_Quellenauszug:_
^^^^
"Das müssen wir besser machen" - WDR reagiert auf Sendungskritik

"Das müssen wir besser machen" - WDR reagiert auf Sendungskritik

Die WDR-Sendung "Die letzte Instanz", die am 29. Januar 2021 im WDR Fernsehen als Wiederholung ausgestrahlt wurde, hat für harte Kritik gesorgt. Der Vorwurf: In der Runde sitzen fünf weiße Menschen, die über Rassismus diskutieren und urteilen. Der WDR zeigt sich selbstkritisch und hat Fehler eingeräumt. WDR-Unterhaltungschefin Karin Kuhn nimmt zu den Vorwürfen Stellung.

Karin Kuhn

Karin Kuhn, WDR-Unterhaltungschefin
© WDR/Dirk Borm

Wie sehen Sie die Kritik?

Karin Kuhn: Die Kritik ist absolut berechtigt, und ich kann sie sehr gut nachvollziehen. Ich möchte mich dafür entschuldigen, dass wir diese ernsten Themen in einer so unpassenden Gästezusammenstellung produziert und ausgestrahlt haben. Ich kann es nicht anders ausdrücken: Diese Folge von "Die letzte Instanz" ist misslungen. Das hätten wir anders und besser machen können und müssen.

Was waren aus Ihrer Sicht die Fehler dieser konkreten Folge?

Kuhn: Das Wichtigste: Die Zusammensetzung der Gäste und die diskutierten Themen passen nicht zusammen. Natürlich können wir diese Gäste einladen, dann müssen wir aber über andere Fragen diskutieren. Oder anders herum: Wenn man so ein Thema diskutiert, dann müssen wir auch mit den Menschen sprechen, die es direkt betrifft bzw. um die es dort geht. Das ist das größte Versäumnis an dieser Stelle. Mittlerweile haben sich auch der Moderator und einige Gäste sehr selbstkritisch geäußert. Die Auseinandersetzung, die wir momentan erleben, ist dringend notwendig. Ich fände es wichtig, wenn wir dabei fair miteinander umgehen.

Sind das denn überhaupt die richtigen Themen für eine Unterhaltungssendung?
^^^^
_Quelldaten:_
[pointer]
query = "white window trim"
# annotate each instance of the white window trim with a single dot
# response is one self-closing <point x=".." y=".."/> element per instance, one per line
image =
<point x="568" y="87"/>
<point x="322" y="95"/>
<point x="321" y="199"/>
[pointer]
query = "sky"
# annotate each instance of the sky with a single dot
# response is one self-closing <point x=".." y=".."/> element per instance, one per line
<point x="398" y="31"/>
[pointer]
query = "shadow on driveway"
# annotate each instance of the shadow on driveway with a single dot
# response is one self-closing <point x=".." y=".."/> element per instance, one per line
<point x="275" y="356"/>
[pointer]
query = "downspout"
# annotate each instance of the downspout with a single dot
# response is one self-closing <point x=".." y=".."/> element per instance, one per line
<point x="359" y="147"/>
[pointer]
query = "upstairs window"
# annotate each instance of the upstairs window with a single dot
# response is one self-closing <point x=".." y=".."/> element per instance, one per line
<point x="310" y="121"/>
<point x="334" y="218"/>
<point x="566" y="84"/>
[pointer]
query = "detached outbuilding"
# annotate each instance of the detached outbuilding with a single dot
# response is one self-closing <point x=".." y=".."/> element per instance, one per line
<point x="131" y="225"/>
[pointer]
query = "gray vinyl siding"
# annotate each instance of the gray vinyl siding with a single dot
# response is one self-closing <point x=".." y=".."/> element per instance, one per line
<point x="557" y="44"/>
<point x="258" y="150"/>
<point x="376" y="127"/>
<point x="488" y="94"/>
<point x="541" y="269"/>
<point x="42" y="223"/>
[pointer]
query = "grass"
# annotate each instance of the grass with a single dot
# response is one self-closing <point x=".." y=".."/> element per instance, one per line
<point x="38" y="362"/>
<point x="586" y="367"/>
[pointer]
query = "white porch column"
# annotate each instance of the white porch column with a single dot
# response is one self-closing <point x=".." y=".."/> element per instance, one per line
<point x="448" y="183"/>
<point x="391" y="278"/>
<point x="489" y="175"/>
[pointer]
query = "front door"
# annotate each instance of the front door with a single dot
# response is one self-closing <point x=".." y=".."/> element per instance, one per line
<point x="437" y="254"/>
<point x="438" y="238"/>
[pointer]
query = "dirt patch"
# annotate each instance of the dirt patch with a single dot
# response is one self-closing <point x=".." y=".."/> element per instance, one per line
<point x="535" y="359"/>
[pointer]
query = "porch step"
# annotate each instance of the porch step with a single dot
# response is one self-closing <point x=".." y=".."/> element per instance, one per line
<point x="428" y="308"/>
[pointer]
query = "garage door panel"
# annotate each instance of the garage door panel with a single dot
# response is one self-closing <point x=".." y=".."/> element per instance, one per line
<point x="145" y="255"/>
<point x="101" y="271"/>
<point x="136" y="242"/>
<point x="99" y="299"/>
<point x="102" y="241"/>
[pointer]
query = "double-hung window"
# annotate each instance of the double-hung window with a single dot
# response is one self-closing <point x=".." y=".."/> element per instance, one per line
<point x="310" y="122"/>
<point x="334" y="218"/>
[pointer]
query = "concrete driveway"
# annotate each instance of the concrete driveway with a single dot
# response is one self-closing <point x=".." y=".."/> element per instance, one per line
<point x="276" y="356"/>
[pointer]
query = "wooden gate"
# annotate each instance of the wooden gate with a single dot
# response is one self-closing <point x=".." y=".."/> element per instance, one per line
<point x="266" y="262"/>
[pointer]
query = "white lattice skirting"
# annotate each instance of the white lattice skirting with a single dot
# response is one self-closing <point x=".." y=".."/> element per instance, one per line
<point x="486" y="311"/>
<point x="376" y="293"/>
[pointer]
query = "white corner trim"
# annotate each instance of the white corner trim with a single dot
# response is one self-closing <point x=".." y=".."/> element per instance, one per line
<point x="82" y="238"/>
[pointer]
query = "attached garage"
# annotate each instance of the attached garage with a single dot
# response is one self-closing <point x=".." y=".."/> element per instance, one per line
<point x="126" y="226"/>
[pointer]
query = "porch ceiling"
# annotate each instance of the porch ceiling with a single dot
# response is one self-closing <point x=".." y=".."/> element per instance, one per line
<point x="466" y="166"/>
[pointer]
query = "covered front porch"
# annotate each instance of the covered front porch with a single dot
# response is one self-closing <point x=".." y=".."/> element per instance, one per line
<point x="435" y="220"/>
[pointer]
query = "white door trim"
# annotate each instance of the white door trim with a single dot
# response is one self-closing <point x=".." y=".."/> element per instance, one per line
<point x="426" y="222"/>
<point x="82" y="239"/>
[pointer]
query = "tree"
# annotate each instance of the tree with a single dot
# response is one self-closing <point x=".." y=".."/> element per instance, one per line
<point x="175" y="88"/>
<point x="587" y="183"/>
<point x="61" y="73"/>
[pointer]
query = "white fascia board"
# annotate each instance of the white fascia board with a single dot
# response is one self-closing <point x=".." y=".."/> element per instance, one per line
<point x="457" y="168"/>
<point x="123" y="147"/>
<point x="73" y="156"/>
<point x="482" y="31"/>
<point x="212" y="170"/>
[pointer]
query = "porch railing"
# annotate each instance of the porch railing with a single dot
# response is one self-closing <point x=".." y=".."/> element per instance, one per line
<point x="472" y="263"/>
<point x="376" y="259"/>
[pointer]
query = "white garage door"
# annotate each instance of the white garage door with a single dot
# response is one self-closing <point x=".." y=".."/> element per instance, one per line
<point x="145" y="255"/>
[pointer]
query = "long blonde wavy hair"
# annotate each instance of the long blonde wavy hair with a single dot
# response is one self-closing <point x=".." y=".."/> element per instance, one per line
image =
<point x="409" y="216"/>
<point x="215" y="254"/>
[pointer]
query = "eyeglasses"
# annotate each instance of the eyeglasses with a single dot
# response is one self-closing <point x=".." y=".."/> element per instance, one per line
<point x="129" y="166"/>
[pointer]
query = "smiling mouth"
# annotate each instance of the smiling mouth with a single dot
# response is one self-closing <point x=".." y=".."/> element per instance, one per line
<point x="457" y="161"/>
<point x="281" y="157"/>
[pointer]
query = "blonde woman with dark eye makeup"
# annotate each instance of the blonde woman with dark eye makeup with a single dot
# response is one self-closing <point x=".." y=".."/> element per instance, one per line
^^^^
Führen Sie das Interview mit Karin Kuhn zur Kritik an der WDR-Sendung „Die letzte Instanz“ im Anschluss an die zuletzt gestellte Frage fort.

Kuhn: Grundsätzlich finde ich schon, dass auch in Unterhaltungssendungen ernste Themen angesprochen werden können oder sogar müssen. Dafür haben wir viele Beispiele in verschiedenen Formaten. Wir haben uns auch schon in vielen Unterhaltungssendungen des WDR mit dem Thema Rassismus beschäftigt. Ich denke da zum Beispiel an den Rassismus-Brennpunkt im "Ersten weißen deutschen Fernsehen" in der Carolin Kebekus Show. Auch bei "Die letzte Instanz" haben wir in der Vergangenheit über sehr ernste Themen gesprochen: zum Beispiel Sterbehilfe. Der Unterschied bei dieser zurecht kritisierten Folge ist, dass die Themen zu der Gästezusammenstellung nicht passten.

Diese Sendung war ja eine Wiederholung. Warum wurde die Sendung überhaupt wiederholt?

Kuhn: Das war der zweite große Fehler: Die Sensibilität kam in diesem Fall leider erst durch die zurecht große Empörung. Warum man erst von außen bei dieser Folge darauf gestoßen werden muss, besprechen wir gerade mit allen Beteiligten. Dabei geht es auch um die Frage: Was lernen wir daraus und machen wir in Zukunft besser?

Warum wird das Video nicht aus der Mediathek gelöscht?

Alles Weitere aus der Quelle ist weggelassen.